Work instructions
Pull out of the data below the stretch of lines bounded by the one containing "# shape of each answer: point(692, 183)" and the one containing "# shape of each answer: point(433, 105)", both bounds included, unchanged.

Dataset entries

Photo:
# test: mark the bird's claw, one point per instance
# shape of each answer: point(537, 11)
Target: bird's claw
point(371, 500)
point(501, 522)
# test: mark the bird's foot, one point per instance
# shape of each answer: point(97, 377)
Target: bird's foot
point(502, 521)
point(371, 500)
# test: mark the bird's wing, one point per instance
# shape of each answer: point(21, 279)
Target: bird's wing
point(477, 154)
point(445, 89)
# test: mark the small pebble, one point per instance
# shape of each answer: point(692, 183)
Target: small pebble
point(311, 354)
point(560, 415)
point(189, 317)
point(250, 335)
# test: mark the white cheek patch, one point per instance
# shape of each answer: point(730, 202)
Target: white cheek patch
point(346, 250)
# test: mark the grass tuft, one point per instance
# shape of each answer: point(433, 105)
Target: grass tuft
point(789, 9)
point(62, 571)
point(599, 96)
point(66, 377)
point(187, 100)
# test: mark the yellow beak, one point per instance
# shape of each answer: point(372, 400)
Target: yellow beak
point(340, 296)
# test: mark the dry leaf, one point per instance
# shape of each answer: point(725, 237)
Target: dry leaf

Written answer
# shape of each answer: point(692, 183)
Target: small pebble
point(311, 354)
point(560, 415)
point(189, 317)
point(250, 335)
# test: mark the white cheek patch, one point per instance
# shape of each answer: point(730, 202)
Target: white cheek patch
point(346, 250)
# test: mark the grass tuft, one point per instance
# shape of each answer: point(433, 105)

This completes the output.